(Stored data entries)

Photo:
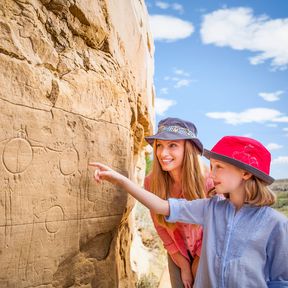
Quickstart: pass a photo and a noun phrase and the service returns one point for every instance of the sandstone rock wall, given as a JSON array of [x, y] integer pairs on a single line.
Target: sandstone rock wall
[[76, 86]]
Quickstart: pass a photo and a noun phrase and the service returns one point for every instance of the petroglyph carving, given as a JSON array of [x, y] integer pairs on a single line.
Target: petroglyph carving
[[54, 219], [17, 155], [76, 85]]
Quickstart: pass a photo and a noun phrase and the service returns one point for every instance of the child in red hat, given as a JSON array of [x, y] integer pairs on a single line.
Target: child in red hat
[[245, 240]]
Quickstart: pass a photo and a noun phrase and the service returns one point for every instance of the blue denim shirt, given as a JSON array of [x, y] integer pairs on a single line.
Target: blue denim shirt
[[246, 249]]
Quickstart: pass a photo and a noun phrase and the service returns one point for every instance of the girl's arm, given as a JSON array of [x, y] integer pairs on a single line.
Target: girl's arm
[[148, 199]]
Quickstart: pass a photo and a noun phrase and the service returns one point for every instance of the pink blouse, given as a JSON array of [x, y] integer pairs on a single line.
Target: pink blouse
[[184, 236]]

- _YOUR INSTRUCTIONS_: Copy out, word for word, the part of the entries above that begins at the line with "Target: petroglyph carving" and ends at the line with "of the child", including both.

- _EXERCISE RESPONSE_:
Target: petroglyph carving
[[54, 219], [17, 155], [76, 85]]
Quickstart: pass a photo and a noun phrase and the service returns one point for every instance of the child in red hat, given as a JSON array of [x, y] integer pairs on a single line.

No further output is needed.